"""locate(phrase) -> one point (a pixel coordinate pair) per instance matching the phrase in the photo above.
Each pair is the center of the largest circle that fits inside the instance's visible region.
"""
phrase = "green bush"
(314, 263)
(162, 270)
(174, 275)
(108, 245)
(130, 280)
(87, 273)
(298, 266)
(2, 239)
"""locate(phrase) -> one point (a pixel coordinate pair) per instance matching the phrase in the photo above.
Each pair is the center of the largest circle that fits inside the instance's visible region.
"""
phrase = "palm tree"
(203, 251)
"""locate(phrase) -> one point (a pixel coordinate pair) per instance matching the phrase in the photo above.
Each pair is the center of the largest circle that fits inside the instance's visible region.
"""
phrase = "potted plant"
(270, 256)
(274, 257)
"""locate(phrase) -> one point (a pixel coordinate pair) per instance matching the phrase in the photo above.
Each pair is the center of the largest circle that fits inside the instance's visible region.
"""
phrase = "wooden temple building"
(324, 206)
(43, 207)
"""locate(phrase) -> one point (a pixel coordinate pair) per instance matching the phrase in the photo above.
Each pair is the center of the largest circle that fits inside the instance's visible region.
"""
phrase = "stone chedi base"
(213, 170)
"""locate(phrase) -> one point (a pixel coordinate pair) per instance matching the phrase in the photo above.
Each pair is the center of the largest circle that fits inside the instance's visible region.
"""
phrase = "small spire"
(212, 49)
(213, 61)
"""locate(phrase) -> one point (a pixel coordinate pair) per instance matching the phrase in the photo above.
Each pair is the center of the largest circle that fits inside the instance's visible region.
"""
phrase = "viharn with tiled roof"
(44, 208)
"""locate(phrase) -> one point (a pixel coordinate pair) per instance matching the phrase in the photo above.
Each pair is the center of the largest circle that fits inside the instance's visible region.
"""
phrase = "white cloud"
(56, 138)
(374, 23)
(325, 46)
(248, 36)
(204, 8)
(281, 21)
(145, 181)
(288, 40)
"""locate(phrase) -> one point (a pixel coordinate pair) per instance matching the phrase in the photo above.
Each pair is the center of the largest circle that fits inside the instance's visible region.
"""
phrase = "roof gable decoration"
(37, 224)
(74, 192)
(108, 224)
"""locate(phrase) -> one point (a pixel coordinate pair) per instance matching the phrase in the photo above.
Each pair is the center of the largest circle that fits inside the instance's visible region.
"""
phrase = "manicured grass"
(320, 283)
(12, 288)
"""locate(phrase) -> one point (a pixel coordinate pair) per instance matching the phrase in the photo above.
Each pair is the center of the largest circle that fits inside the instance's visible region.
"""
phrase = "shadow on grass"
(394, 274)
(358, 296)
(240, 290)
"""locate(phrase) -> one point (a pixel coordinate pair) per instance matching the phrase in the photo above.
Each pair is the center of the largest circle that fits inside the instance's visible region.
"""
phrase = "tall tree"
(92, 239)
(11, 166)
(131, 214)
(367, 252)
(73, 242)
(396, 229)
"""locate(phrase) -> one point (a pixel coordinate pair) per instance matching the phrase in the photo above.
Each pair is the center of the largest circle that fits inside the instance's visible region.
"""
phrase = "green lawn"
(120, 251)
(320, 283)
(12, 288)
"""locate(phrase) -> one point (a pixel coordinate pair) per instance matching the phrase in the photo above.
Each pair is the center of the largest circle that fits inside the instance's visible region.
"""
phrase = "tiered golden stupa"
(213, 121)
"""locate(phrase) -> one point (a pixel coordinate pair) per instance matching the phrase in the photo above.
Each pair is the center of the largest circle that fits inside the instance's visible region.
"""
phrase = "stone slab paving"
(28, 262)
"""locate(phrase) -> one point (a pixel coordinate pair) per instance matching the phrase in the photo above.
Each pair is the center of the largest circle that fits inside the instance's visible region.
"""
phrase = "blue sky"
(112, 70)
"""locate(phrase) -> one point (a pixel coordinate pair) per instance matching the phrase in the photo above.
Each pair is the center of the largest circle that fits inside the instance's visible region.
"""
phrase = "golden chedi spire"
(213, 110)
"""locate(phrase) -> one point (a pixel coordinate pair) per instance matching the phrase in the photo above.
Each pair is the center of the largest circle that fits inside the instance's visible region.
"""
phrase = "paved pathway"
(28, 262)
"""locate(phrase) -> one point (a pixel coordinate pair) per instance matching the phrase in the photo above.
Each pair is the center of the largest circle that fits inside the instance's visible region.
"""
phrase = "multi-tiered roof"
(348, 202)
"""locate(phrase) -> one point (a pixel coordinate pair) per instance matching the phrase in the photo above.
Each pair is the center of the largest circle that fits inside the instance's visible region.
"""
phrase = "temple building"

------------------------------------------------------------------------

▸ Exercise brief
A complete, exact copy of the material above is the expected answer.

▸ Task answer
"""locate(phrase) -> one point (a pixel coordinate pair) per instance matching the phrase in the photo above.
Each pair is the center of the largest circle that fits inside the instance's visible region.
"""
phrase = "green bush"
(314, 263)
(162, 270)
(174, 275)
(108, 245)
(130, 280)
(87, 273)
(298, 266)
(2, 239)
"""locate(phrase) -> one point (a pixel coordinate pair) per instance matching the phrase in the photo above.
Each pair is the center of the largest circle that fits inside the instance's visible region.
"""
phrase = "palm tree"
(203, 251)
"""locate(phrase) -> one point (a pixel coordinate pair) per instance matching the phrase in the photo above.
Each pair is the center of the largest circle that fits inside the instance's visible region.
"""
phrase = "potted plant"
(270, 256)
(274, 257)
"""locate(phrase) -> one point (a pixel coordinate pair) per instance matching the phrase in the photo above.
Each pair is the center of the largest circle that fits inside the instance's visible region.
"""
phrase = "wooden temple building"
(324, 206)
(43, 207)
"""locate(phrase) -> one point (a pixel coordinate pair) per instance matching the phrase in the photo above.
Each pair is the center of the largest circle that fits inside the instance's visible region.
"""
phrase = "stone chedi base"
(213, 170)
"""locate(phrase) -> one point (a pixel coordinate pair) per instance matching the phrase in the photo above.
Each pair is the center of the largest circle that fits inside the instance's visible region.
"""
phrase = "small spire"
(212, 49)
(213, 61)
"""locate(phrase) -> one point (a pixel coordinate pair) per instance matching the phrase in the photo above.
Each pair is the center of the largest circle that fits inside the instance's visible region.
"""
phrase = "viharn with tiled roof"
(44, 208)
"""locate(phrase) -> one point (a pixel coordinate pair) per instance matching the phrase in the photo above.
Each pair is the center of the largest circle that fits inside the instance's visible region.
"""
phrase = "white cloud"
(56, 138)
(374, 23)
(325, 46)
(248, 36)
(204, 8)
(281, 21)
(145, 181)
(288, 40)
"""locate(phrase) -> one point (a pixel coordinate pair) per instance matching the phrase in the photo above.
Each pair is the center of the largest circle that fits inside the instance's visible region.
"""
phrase = "roof gable decoration"
(37, 224)
(74, 192)
(108, 224)
"""locate(phrase) -> one point (a pixel coordinate pair) per instance matching the phrase in the photo above.
Each pair is the center of the largest circle that fits inside the instance's visible region.
"""
phrase = "manicured grass"
(320, 283)
(12, 288)
"""locate(phrase) -> one point (a pixel coordinate pair) per instance matching the phrase in the photo above.
Each pair is the center of the largest circle that fits inside the instance's visible region.
"""
phrase = "shadow on grass"
(394, 274)
(358, 296)
(240, 290)
"""locate(phrase) -> one point (a pixel coordinate pair) per instance matching the phrase in the photo above.
Each pair is the center of the largest circle that fits inside the instance's visible region.
"""
phrase = "tall tree"
(92, 239)
(11, 166)
(131, 214)
(367, 252)
(73, 242)
(396, 229)
"""locate(phrase) -> one point (a pixel coordinate pair) per instance matching the phrase in the photo above.
Each pair is the center of the largest circle that fits inside the instance's visible region.
"""
phrase = "green lawn"
(120, 251)
(320, 283)
(12, 288)
"""locate(phrase) -> one point (a pixel coordinate pair) per instance matching the phrase in the photo above.
Each pair is the center of the largest circle that fits inside the instance's visible region.
"""
phrase = "tiered golden stupa"
(213, 121)
"""locate(phrase) -> one point (a pixel coordinate pair) per instance matching the phrase in the photo above.
Each pair is the center of the largest circle that fits inside the instance's visible region.
"""
phrase = "stone slab paving"
(28, 262)
"""locate(phrase) -> one point (a pixel coordinate pair) per instance matching the phrase in the photo above.
Each pair is the center of the largest circle that fits inside the instance's visible region.
"""
phrase = "blue sky"
(112, 70)
"""locate(phrase) -> one point (a pixel coordinate pair) per instance matching the phrase in the photo above.
Each pair is the center of the largest circle that fits inside the instance's visible region.
"""
phrase = "golden chedi spire"
(213, 110)
"""locate(phrase) -> one point (a pixel coordinate pair) per instance matching the phrase in the photo above.
Each pair is the center of the largest circle that fits inside the instance's visible region.
"""
phrase = "paved pathway"
(28, 262)
"""locate(phrase) -> one point (a pixel coordinate pair) per instance matching the phrase in the photo above.
Each pair is the center of the largest circle that fits inside the instance's visible region.
"""
phrase = "multi-tiered roof"
(348, 202)
"""locate(phrase) -> one point (a pixel coordinate pair) per instance matching the phrase in the photo above.
Each pair is the center of the largest circle that fits inside the instance's visible region.
"""
phrase = "temple building"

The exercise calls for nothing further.